Goal of the exercise:
Retype the passage from the p-hacking article below between "Confessions under torture: how" and "live entertainment expenditure.", inclusive.

Text excerpt:
——

Confessions under torture: how p-hacking forces data to lie
Part 4 of 9: Statistical fallacies that cost millions
Previous: The overfitting trap | Next: Base rate blindness: how 90% accurate tests can be 90% wrong
You're the portfolio manager for a major entertainment investment fund, and you need to predict next year's spending on live entertainment. Your bonus depends on getting this right — how else are you supposed to afford that orange Lamborghini of your dreams?
You decide to analyze hundreds of economic variables, searching for anything that correlates with entertainment spending. After running thousands of correlation tests, you finally strike gold: one variable shows an incredible 0.96 correlation with annual live entertainment expenditure.
"Eureka!" you think. "At this rate, I'll be able to afford the Veneno Roadster!"
There's just one tiny problem: the variable you're betting millions on is the number of Mac computers sold in Zimbabwe each year.

——

Supplied entries:
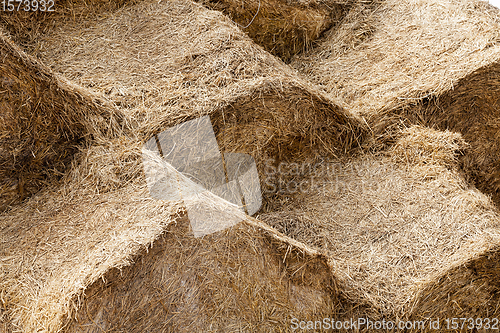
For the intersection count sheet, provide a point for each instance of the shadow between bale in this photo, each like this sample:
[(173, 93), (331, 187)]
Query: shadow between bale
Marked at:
[(280, 27), (245, 278), (394, 221), (470, 108), (45, 120)]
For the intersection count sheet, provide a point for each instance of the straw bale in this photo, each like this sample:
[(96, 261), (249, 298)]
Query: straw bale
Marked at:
[(156, 64), (283, 28), (247, 277), (404, 231), (44, 119), (161, 63), (432, 63), (84, 259), (235, 280)]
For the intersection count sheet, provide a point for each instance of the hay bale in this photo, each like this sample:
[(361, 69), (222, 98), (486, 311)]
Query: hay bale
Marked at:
[(403, 230), (283, 28), (419, 62), (234, 280), (247, 277), (44, 120), (157, 64), (257, 105)]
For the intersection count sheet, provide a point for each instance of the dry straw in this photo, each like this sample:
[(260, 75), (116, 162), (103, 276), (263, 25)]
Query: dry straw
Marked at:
[(424, 62), (283, 28), (134, 71), (403, 231), (44, 118)]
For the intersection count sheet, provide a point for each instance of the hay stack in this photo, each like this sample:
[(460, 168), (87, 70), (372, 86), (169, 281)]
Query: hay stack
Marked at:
[(44, 120), (144, 269), (283, 28), (156, 65), (164, 63), (432, 63), (404, 232)]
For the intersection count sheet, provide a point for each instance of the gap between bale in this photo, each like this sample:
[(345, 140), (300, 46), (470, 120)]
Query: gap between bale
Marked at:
[(258, 105), (392, 222), (239, 274), (471, 108), (283, 28), (45, 120), (398, 63)]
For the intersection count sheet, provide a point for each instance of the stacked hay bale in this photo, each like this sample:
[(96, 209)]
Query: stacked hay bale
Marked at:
[(156, 65), (283, 28), (44, 119), (404, 231), (432, 63)]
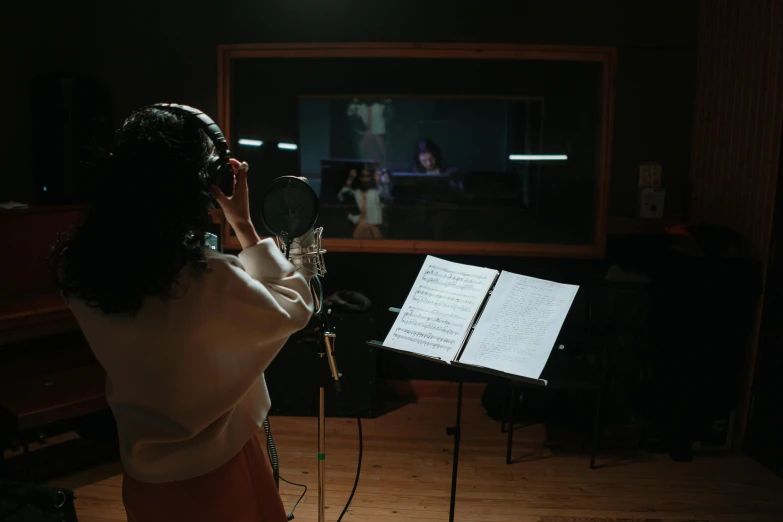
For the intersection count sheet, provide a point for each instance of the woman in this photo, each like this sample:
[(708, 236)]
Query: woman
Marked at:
[(183, 332), (367, 197)]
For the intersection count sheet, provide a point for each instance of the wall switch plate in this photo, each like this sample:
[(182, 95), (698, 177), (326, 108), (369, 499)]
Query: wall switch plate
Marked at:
[(655, 175), (644, 175)]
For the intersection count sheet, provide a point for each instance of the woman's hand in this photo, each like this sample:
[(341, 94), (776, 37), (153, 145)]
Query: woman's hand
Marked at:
[(237, 208)]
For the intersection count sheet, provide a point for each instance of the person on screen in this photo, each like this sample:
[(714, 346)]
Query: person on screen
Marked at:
[(364, 191), (428, 159), (183, 332), (372, 117)]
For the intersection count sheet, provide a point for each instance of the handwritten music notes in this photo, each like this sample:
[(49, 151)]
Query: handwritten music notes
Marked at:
[(440, 309), (519, 325)]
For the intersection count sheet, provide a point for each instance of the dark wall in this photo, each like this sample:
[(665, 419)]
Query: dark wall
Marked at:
[(149, 51)]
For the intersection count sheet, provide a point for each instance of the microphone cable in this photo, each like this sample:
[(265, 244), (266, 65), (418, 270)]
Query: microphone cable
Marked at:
[(272, 450), (358, 470)]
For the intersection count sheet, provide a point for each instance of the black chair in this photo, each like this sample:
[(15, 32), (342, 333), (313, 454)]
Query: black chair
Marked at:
[(578, 364)]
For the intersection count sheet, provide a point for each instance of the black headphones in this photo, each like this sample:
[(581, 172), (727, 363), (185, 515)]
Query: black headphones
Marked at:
[(220, 171)]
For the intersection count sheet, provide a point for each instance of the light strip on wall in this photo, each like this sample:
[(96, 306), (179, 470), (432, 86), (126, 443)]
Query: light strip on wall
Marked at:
[(537, 157), (250, 143)]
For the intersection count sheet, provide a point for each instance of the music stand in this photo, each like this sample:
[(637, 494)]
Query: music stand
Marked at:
[(455, 430)]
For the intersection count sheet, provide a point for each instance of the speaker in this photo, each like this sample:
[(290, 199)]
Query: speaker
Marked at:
[(296, 374), (72, 133)]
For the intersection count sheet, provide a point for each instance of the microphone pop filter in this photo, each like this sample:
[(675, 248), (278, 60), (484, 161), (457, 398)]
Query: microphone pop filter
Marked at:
[(289, 207)]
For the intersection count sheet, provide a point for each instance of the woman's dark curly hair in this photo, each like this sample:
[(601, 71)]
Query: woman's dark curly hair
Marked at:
[(149, 220)]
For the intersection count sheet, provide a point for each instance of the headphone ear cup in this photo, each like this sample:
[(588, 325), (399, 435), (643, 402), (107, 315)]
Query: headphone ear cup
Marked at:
[(224, 176)]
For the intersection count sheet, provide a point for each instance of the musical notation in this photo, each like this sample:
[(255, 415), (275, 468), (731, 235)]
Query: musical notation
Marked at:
[(430, 322), (519, 325), (440, 308)]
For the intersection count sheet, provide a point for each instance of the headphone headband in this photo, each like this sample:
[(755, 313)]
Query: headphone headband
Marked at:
[(221, 173)]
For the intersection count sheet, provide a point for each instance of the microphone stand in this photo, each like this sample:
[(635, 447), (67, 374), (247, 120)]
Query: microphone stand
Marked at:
[(326, 344), (325, 349)]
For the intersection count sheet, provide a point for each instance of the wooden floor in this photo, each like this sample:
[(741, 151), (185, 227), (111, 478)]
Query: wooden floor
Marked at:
[(406, 475)]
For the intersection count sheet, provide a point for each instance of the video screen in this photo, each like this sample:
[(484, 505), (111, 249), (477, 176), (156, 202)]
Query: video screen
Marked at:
[(449, 168)]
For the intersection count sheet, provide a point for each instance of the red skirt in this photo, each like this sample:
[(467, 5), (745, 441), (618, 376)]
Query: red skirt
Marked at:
[(242, 490)]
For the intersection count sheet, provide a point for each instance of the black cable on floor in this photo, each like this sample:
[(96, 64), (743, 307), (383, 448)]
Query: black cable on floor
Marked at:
[(358, 470), (291, 514)]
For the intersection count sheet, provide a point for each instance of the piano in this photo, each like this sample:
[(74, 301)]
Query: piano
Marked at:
[(49, 379)]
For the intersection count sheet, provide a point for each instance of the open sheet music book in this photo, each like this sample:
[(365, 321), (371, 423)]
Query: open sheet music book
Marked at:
[(473, 316)]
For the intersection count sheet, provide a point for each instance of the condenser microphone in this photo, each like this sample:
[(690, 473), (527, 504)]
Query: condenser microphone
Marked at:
[(289, 210)]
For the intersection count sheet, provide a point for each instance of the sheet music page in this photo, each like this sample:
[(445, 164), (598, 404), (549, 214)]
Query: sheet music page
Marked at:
[(440, 308), (519, 325)]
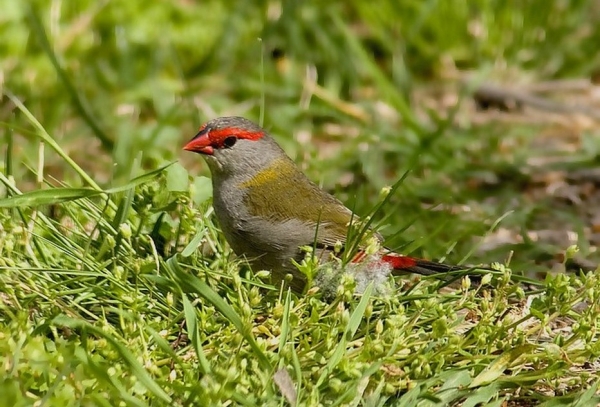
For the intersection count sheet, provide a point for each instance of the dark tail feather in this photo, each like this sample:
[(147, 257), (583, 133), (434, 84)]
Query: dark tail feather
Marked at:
[(411, 265)]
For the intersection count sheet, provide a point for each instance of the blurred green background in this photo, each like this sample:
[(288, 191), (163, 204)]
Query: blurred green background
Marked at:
[(357, 93)]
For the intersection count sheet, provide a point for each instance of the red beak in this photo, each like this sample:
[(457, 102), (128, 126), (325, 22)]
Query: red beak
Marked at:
[(200, 144)]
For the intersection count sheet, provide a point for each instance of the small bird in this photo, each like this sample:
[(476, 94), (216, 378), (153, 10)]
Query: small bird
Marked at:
[(269, 210)]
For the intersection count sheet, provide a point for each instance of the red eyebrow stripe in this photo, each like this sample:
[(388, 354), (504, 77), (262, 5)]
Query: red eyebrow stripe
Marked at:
[(218, 136)]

——

Solution for this task:
Confessions under torture: how p-hacking forces data to lie
Part 4 of 9: Statistical fallacies that cost millions
Previous: The overfitting trap | Next: Base rate blindness: how 90% accurate tests can be 90% wrong
You're the portfolio manager for a major entertainment investment fund, and you need to predict next year's spending on live entertainment. Your bonus depends on getting this right — how else are you supposed to afford that orange Lamborghini of your dreams?
You decide to analyze hundreds of economic variables, searching for anything that correlates with entertainment spending. After running thousands of correlation tests, you finally strike gold: one variable shows an incredible 0.96 correlation with annual live entertainment expenditure.